#### Consignes de l'exercice:
1. D'après le texte sur la commission d'avocats du CSST, quelle somme les clients versent-ils à leur avocat ?
2. Poursuivez le texte sur la commission d'avocats du CSST après sa dernière phrase.

#### Texte fourni:
■ ■ ■ ■ ■

Pour payer leur avocat, les usagers ont en général recours à l'aide juridictionnelle, dont le dossier est préparé avec l'éducateur. Cette formule n'est possible toutefois que s'il y a plaidoirie et son montant pour le professionnel reste faible au regard de l'investissement fourni dans le cadre de la commission. Les avocats ont d'ailleurs souhaité que les clients apportent leur obole. « Il s'agit d'une somme symbolique, 15 à 30 € selon les revenus, qui sert à couvrir les frais de courrier, téléphone... », précise Benoît Joly. Personne n'a d'ailleurs jamais refusé. Au contraire. « Les patients adhérent totalement à ce principe. Ils s'acquittent de leur dû et s'approprient encore plus leur dossier. »
La question de l'argent et de la motivation des avocats a bien sûr questionné l'équipe. « Nous nous sommes demandé dans quelle mesure ils n'allaient pas vouloir constituer une clientèle à partir du CSST. Mais nous avons vite constaté que leur démarche était d'abord humaniste, si ce n'est militante », souligne le directeur. Ce que développe le président du SAF de Montpellier : « La commission n'est pas pour nous un système parallèle de la commission d'office. Et franchement, si nous ne sommes pas dans une logique de bénévolat, nous n'en sommes pas loin. Notre objectif est de favoriser l'accès au droit des personnes les plus démunies. Nous refusons d'être des professionnels éloignés des problèmes de la cité et nous estimons que chacun a droit à une défense. Plus que du militantisme, il s'agit simplement d'une manière d'exercer. » Une approche que nuance, de son côté, Stéphane Fernandez : « Au départ, l'avocat cherche d'abord à exercer son métier. Or pour ceux qui veulent faire du pénal, les personnes toxicomanes sont une clientèle courante. L'initiative est professionnellement intéressante, mais aussi humainement et socialement. » La commission comprend surtout de jeunes avocats et le turn-over est important. « Quand ils sortent du centre de formation, les avocats s'investissent beaucoup. Durant trois ans, ils sont très disponibles pour la commission. Puis ils montent leur cabinet, ont de lourdes charges, sont très sollicités, et ne peuvent plus être aussi impliqués. Ils nous présentent alors des confrères motivés pour les remplacer. De plus, ils restent présents en cas de besoin », assure Benoît Joly.

■ ■ ■ ■ ■

#### Données d'entrée:
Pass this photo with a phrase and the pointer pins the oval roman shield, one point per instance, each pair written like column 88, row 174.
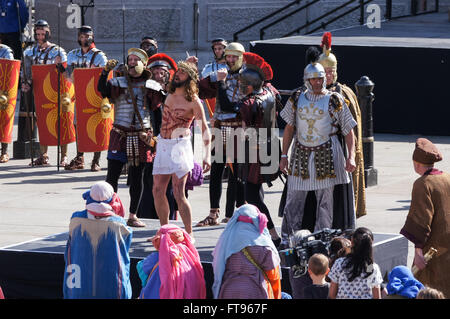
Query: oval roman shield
column 45, row 90
column 95, row 114
column 9, row 80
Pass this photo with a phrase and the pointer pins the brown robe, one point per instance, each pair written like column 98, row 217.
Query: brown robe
column 359, row 187
column 428, row 225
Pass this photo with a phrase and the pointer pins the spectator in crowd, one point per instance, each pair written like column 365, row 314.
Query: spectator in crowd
column 175, row 270
column 430, row 293
column 356, row 276
column 318, row 270
column 246, row 262
column 402, row 284
column 97, row 251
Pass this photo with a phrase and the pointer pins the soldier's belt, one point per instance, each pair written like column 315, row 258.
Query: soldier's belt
column 230, row 124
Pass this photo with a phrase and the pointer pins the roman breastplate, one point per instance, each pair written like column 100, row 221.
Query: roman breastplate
column 313, row 121
column 233, row 95
column 124, row 113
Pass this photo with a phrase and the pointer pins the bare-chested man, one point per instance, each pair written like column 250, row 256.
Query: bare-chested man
column 174, row 156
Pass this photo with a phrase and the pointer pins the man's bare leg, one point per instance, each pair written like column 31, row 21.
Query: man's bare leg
column 160, row 183
column 184, row 207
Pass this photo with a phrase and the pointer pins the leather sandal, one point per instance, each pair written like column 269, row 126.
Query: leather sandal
column 135, row 222
column 40, row 161
column 211, row 220
column 95, row 167
column 4, row 158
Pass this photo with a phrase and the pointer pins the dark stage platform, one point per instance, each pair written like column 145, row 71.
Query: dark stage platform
column 410, row 75
column 35, row 269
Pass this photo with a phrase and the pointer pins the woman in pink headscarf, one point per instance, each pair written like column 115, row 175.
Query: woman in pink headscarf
column 175, row 269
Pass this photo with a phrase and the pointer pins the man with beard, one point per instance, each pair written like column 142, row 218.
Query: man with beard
column 226, row 121
column 162, row 68
column 317, row 163
column 257, row 110
column 87, row 56
column 174, row 156
column 149, row 45
column 131, row 139
column 43, row 52
column 5, row 53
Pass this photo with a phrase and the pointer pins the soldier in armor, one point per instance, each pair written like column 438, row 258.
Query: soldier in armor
column 226, row 121
column 87, row 56
column 43, row 52
column 218, row 47
column 317, row 163
column 5, row 53
column 149, row 45
column 329, row 62
column 131, row 139
column 257, row 110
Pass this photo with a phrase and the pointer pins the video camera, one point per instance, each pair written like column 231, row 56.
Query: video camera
column 301, row 250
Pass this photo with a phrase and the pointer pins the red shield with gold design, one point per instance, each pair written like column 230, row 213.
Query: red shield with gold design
column 95, row 114
column 45, row 89
column 9, row 80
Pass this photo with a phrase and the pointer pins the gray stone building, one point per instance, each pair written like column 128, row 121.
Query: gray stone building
column 190, row 25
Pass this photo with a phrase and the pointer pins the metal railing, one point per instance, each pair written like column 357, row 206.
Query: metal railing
column 361, row 4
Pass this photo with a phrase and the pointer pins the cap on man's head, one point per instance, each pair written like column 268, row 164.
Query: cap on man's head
column 426, row 152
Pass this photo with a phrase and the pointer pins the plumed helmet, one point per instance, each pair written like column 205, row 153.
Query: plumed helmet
column 236, row 49
column 328, row 59
column 313, row 68
column 86, row 29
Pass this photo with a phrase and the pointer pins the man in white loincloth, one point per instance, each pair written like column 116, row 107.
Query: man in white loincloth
column 174, row 155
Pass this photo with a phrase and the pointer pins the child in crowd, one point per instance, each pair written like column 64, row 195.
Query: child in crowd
column 430, row 293
column 356, row 276
column 402, row 284
column 318, row 270
column 175, row 270
column 97, row 261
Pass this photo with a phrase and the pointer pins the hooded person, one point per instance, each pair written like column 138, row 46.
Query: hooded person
column 175, row 270
column 246, row 263
column 97, row 261
column 402, row 283
column 426, row 225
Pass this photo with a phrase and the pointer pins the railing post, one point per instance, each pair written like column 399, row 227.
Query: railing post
column 361, row 9
column 364, row 88
column 388, row 9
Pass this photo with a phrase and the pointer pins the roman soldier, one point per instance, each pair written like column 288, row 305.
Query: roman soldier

■ ■ ■ ■ ■

#### Réponses rédigées:
1. Une somme symbolique de 15 à 30 €, selon leurs revenus.

2.
Pour parfaire les connaissances de chacun, des sessions d'information et des temps d'échanges sont proposés très régulièrement par la commission « justice-toxicomanie ». En alternance, l'équipe du centre de soins spécialisé pour toxicomanes forme les membres de cette dernière auxquels se joignent des invités, tels des magistrats et des juristes qui viennent décrypter les textes et leurs implications. En 2006 ont notamment été abordés le soin en prison pour les uns, le droit des étrangers ou les lois Perben II et Sarkozy II pour les autres. En no-vembre 2005, Arc-en-ciel a par ailleurs mis sur pied un colloque « Justice et toxicomanie » à l'université Montpellier-I. Une initiative relancée en décembre 2006 par un colloque sur « Les marchés parallèles des drogues ».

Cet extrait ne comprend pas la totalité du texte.